(Rows from a dataset)
'''

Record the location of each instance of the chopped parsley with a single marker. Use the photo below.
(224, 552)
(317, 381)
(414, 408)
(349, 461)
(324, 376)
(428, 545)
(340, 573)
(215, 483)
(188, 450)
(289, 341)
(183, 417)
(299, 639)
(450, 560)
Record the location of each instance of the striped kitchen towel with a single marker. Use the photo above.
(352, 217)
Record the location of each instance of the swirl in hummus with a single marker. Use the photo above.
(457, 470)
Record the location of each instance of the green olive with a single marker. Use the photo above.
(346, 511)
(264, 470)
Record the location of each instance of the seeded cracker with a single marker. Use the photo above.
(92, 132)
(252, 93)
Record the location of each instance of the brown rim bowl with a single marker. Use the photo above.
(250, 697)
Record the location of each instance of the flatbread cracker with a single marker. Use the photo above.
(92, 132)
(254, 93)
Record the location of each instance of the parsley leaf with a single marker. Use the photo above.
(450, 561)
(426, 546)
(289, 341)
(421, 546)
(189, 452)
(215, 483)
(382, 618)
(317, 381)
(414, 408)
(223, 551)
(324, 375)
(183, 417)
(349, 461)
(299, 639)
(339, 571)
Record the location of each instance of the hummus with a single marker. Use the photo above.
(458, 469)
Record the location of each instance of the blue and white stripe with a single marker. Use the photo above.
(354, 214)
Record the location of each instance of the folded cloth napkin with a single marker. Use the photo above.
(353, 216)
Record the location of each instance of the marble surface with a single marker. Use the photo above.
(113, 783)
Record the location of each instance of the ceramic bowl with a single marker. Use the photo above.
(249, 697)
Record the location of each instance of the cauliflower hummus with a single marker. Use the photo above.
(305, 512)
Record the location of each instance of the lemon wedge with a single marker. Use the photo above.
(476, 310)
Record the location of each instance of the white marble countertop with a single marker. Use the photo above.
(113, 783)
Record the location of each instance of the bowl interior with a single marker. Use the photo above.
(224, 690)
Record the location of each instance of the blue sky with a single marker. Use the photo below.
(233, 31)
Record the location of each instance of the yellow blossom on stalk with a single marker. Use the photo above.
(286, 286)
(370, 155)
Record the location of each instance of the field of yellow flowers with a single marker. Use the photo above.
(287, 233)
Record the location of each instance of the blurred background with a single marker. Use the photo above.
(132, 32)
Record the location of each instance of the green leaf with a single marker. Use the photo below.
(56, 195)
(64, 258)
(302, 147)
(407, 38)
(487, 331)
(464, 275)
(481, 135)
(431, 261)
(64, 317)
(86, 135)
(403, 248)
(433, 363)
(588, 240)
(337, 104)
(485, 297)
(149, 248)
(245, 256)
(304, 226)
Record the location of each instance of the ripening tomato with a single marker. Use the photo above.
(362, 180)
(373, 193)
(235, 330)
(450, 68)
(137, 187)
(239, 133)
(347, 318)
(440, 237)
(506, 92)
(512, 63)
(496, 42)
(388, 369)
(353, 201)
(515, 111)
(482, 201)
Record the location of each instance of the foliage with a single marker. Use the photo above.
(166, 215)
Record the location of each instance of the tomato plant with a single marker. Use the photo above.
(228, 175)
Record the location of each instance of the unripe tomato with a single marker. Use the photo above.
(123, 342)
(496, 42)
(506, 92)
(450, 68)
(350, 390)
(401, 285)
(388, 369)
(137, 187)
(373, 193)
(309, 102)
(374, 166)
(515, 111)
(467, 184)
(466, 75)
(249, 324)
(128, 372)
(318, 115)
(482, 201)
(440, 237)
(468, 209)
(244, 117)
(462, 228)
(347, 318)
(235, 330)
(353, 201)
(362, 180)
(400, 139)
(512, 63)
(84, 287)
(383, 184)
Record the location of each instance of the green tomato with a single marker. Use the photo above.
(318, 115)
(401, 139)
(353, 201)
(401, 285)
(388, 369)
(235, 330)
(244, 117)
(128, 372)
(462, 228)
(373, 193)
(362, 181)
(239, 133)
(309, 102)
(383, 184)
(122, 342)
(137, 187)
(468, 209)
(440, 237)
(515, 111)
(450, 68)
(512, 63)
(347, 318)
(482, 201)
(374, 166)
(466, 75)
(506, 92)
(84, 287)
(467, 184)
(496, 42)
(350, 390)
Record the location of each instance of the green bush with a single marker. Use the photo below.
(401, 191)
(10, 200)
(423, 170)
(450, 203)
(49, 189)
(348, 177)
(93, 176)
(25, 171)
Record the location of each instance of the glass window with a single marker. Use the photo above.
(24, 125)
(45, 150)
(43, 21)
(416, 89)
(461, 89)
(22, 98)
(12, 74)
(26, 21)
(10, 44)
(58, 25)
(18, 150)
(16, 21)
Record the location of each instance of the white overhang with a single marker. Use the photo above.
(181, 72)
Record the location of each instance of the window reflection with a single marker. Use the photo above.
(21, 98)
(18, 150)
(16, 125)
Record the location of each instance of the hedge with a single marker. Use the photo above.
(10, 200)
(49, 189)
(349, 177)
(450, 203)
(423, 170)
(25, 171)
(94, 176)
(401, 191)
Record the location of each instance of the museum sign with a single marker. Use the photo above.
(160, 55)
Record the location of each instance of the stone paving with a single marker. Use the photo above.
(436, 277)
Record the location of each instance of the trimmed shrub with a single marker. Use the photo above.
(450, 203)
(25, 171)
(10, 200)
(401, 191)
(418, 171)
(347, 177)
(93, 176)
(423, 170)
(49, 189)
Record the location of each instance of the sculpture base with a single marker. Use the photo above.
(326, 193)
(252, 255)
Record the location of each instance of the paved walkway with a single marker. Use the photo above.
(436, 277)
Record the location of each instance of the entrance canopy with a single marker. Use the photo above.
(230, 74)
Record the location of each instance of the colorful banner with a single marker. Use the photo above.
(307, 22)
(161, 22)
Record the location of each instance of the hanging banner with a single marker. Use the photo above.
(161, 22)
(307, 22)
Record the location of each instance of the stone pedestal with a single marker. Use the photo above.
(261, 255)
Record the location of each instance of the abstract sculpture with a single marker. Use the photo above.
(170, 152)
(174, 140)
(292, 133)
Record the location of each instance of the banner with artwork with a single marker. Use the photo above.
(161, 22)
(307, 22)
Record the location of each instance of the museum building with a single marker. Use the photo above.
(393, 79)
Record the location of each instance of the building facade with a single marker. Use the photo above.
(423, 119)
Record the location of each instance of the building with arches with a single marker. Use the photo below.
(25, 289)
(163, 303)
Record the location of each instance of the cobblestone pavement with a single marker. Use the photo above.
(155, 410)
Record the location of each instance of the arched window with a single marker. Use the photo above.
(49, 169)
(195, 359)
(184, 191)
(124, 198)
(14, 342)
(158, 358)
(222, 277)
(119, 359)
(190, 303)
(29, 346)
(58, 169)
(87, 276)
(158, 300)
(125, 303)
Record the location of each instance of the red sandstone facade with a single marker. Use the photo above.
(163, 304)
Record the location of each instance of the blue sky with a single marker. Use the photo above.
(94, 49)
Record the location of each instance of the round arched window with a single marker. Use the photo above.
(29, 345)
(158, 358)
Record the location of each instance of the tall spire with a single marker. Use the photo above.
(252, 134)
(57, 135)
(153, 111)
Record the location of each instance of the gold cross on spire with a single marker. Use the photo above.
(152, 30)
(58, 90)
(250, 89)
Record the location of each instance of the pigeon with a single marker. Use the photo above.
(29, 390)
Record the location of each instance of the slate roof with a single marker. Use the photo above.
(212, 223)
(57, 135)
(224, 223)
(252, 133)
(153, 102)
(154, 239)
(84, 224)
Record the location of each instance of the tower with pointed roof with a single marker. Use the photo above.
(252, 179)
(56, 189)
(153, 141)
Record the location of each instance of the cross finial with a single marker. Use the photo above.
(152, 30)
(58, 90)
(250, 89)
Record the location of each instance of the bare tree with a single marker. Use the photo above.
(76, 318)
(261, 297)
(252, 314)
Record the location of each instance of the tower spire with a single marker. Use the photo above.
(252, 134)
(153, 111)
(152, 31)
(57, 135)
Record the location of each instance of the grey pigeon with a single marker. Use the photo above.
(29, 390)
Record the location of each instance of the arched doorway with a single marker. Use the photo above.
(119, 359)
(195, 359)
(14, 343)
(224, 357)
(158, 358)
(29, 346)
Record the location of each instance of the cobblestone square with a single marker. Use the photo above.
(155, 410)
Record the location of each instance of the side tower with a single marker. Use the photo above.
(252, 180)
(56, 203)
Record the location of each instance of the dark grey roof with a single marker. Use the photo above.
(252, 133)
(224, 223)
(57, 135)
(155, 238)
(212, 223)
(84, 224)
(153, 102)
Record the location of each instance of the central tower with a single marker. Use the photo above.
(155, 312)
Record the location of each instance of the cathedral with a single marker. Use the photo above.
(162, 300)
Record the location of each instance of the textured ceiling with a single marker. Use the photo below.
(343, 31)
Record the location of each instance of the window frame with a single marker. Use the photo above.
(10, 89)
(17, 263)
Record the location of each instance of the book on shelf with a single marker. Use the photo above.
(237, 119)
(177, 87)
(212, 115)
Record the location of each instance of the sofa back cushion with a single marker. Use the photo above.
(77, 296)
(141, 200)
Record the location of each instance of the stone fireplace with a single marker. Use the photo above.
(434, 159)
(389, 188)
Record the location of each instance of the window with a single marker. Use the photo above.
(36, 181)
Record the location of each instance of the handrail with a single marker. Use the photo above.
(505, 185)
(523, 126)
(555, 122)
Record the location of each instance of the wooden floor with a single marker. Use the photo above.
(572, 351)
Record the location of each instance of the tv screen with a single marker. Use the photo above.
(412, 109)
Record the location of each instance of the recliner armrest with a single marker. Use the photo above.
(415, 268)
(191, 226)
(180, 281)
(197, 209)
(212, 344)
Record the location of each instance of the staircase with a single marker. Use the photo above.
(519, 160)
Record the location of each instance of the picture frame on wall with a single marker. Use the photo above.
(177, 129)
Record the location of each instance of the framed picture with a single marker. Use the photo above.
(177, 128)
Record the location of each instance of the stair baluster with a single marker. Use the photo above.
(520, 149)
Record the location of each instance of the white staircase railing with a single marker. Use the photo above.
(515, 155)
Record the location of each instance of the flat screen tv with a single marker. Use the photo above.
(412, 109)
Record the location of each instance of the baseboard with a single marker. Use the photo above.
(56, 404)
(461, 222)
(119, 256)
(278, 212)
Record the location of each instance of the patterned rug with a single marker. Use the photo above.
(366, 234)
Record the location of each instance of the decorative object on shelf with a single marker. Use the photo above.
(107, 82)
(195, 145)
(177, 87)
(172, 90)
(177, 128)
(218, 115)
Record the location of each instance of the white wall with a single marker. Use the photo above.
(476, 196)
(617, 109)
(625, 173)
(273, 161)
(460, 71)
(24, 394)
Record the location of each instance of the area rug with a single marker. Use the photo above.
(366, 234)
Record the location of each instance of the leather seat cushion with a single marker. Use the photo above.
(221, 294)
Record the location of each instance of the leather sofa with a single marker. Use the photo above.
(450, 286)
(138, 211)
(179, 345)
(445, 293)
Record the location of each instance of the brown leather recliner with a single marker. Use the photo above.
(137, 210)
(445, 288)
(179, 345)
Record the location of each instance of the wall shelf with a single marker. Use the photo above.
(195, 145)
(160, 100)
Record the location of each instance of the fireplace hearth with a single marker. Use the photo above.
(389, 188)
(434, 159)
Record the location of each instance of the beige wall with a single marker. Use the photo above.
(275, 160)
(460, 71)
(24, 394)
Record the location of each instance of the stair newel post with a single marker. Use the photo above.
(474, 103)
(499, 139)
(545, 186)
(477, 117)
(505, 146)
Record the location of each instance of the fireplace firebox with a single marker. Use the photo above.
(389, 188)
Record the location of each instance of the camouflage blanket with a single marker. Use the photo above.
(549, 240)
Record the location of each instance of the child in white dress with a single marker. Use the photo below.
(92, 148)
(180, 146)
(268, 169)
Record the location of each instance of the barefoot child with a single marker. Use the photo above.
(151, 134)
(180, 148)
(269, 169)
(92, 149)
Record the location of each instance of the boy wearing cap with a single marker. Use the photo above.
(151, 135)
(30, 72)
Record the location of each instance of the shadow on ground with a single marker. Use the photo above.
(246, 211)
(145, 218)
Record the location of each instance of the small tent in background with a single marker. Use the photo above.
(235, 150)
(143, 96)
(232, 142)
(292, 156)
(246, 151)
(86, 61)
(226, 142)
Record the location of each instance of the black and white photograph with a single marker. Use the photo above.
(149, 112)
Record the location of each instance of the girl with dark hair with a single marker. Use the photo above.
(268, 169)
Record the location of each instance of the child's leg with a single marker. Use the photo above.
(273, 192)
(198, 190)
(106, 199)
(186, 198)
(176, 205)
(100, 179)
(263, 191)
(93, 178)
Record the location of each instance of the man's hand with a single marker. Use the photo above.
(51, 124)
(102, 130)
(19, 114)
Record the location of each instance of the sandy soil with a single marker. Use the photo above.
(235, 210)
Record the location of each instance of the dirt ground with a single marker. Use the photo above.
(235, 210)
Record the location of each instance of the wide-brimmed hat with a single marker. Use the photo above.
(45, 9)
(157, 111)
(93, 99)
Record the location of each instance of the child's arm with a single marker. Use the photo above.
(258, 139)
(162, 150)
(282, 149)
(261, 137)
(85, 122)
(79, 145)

'''

__STATED EXERCISE__: The line containing "Record the location of each instance of the man's" and every line after it, through the end of the records, should be repeated exactly and alone.

__RESPONSE__:
Record the location of each instance of the man's hand with a single marker. Use the photo above.
(51, 124)
(102, 130)
(19, 114)
Record the location of each instance of the sandy soil with a single marker. Use the photo above.
(235, 210)
Record the location of each instance of the dirt ground with a single marker. Use the photo above.
(235, 210)
Record the location of each instance of the wide-brimmed hat with a single marker. Use the photo above.
(45, 9)
(157, 111)
(93, 99)
Record the location of each instance of the child's arm with a single marker. Use the photo above.
(258, 139)
(162, 150)
(282, 149)
(261, 137)
(85, 122)
(79, 145)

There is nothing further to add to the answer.